## Actions to take
1. Return the stretch of the immigration comments from "I happen to" through "anyone of color.".
2. In the immigration comments, which two countries does merz say the imported food would come from?

## Study text
§ §

Anyone want to guess what would happen to food prices if all those farmers had to pay for medical insurance for the farm workers? Or what would happen if all the businesses had to pay employment taxes on the people lifting those bales and toting those barges? If, you know, employers had to put up with all those annoying costs instead of just getting away with it because all of those workers are off the books?
I happen to have been against 187 for purely pragmatic reasons (I think)—I’d much rather people go to see a doctor when they’re sick and, you know, avoid passing the illness on to me.
That Arnold Schwarzenegger was for 187 tells me everything I need to know about him (like I didn’t know enough already).
merz says
silly silly
food prices won’t go up, we’ll just buy the stuff imported from mexico and chile and pay the same people the subsubsistence wages they came here trying to avoid. then we’ll subdivide the central valley and let white folks in SUV’s clamor for more freeway construction (at subsubsistence wages)as they drive – one per vehicle – for hours to get to work. at subsistence wages. i really believe a good part of the anti-immigration crap raining down on the whole west coast comes from people who just prefer seeing white people do the shitwork rather than anyone of color.

§ §

## Data
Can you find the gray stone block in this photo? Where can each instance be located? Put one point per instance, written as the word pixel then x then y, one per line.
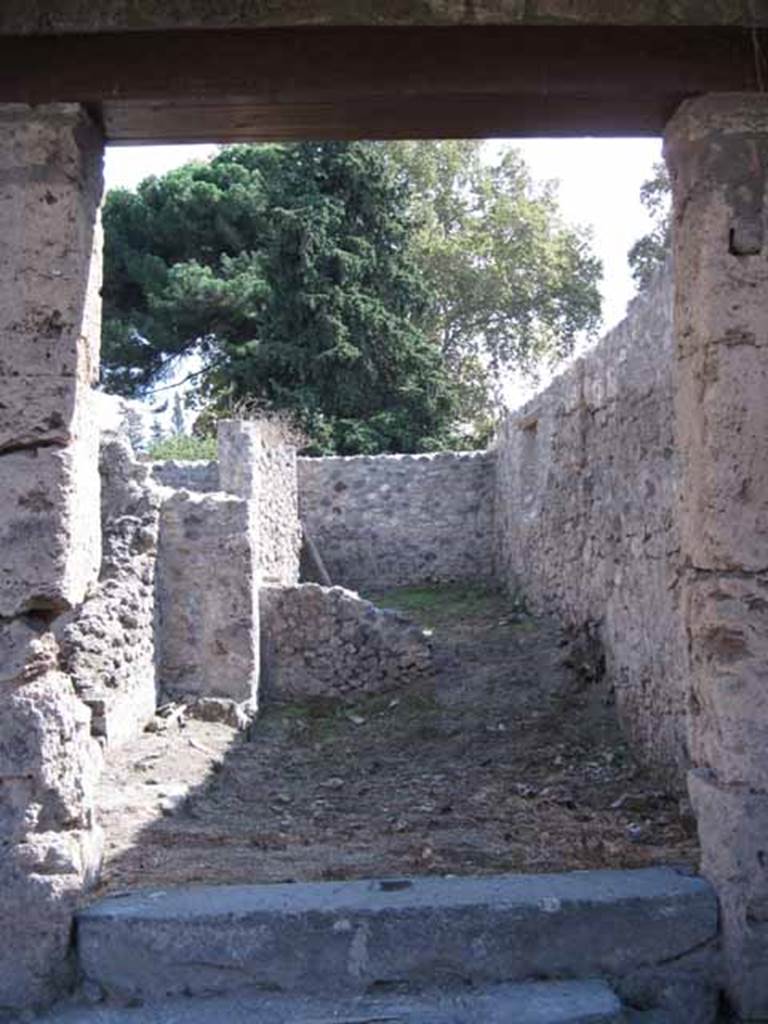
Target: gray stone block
pixel 351 937
pixel 554 1003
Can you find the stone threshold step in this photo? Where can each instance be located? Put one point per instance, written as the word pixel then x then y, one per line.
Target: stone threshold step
pixel 544 1003
pixel 353 937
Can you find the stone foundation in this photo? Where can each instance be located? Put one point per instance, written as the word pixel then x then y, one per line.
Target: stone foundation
pixel 328 642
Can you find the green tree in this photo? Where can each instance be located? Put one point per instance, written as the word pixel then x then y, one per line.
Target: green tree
pixel 290 269
pixel 378 291
pixel 510 285
pixel 651 251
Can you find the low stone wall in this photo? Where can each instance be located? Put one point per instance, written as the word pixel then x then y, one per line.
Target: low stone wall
pixel 327 641
pixel 398 520
pixel 187 474
pixel 108 647
pixel 585 518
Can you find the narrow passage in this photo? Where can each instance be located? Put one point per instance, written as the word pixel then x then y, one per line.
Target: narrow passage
pixel 510 760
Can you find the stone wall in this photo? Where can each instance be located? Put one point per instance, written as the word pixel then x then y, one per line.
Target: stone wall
pixel 109 645
pixel 121 15
pixel 208 579
pixel 187 474
pixel 50 185
pixel 327 641
pixel 403 519
pixel 256 463
pixel 587 484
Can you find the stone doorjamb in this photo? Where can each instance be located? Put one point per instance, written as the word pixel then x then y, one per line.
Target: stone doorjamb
pixel 717 151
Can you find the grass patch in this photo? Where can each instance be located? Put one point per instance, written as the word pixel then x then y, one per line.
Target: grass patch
pixel 441 604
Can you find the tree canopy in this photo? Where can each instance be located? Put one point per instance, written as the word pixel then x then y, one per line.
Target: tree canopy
pixel 651 251
pixel 376 291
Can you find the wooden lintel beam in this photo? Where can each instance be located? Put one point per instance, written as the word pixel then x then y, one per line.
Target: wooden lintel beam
pixel 289 83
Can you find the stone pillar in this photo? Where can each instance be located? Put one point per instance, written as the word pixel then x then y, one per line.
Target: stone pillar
pixel 50 186
pixel 717 151
pixel 208 587
pixel 257 462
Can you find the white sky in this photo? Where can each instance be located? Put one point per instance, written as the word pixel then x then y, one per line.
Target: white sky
pixel 599 186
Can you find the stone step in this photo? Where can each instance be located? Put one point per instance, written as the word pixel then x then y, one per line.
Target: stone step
pixel 361 937
pixel 543 1003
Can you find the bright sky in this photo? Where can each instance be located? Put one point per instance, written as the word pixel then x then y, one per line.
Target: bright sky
pixel 599 186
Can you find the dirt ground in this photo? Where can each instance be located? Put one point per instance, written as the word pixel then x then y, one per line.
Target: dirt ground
pixel 511 761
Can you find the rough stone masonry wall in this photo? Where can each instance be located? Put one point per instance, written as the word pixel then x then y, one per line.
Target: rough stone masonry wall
pixel 327 641
pixel 586 516
pixel 402 519
pixel 50 185
pixel 717 150
pixel 256 464
pixel 109 646
pixel 208 580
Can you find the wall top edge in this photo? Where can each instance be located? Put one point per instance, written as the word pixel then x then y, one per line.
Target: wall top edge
pixel 425 457
pixel 53 16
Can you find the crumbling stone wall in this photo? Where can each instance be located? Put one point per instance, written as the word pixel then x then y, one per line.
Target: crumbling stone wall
pixel 208 580
pixel 50 185
pixel 717 150
pixel 187 474
pixel 400 519
pixel 109 645
pixel 258 465
pixel 327 641
pixel 587 492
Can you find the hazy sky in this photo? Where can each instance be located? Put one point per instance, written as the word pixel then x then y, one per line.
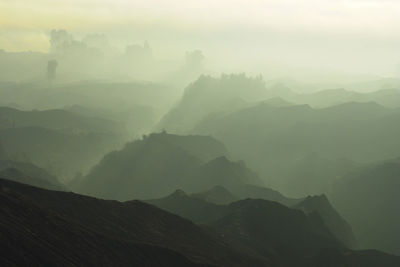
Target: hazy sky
pixel 320 33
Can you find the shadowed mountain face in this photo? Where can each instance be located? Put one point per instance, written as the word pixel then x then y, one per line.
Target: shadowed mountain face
pixel 368 198
pixel 198 208
pixel 76 230
pixel 300 149
pixel 336 224
pixel 41 227
pixel 160 163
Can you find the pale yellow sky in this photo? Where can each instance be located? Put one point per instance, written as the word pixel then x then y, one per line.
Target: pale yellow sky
pixel 354 28
pixel 27 21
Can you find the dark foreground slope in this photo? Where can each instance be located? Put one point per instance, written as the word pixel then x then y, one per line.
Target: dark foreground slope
pixel 369 198
pixel 41 227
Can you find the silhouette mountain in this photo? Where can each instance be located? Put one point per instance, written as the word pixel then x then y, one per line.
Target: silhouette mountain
pixel 312 146
pixel 336 224
pixel 199 210
pixel 216 195
pixel 368 198
pixel 160 163
pixel 209 95
pixel 286 236
pixel 45 227
pixel 76 230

§ §

## Answers
1.
I happen to have been against 187 for purely pragmatic reasons (I think)—I’d much rather people go to see a doctor when they’re sick and, you know, avoid passing the illness on to me.
That Arnold Schwarzenegger was for 187 tells me everything I need to know about him (like I didn’t know enough already).
merz says
silly silly
food prices won’t go up, we’ll just buy the stuff imported from mexico and chile and pay the same people the subsubsistence wages they came here trying to avoid. then we’ll subdivide the central valley and let white folks in SUV’s clamor for more freeway construction (at subsubsistence wages)as they drive – one per vehicle – for hours to get to work. at subsistence wages. i really believe a good part of the anti-immigration crap raining down on the whole west coast comes from people who just prefer seeing white people do the shitwork rather than anyone of color.

2. Mexico and Chile.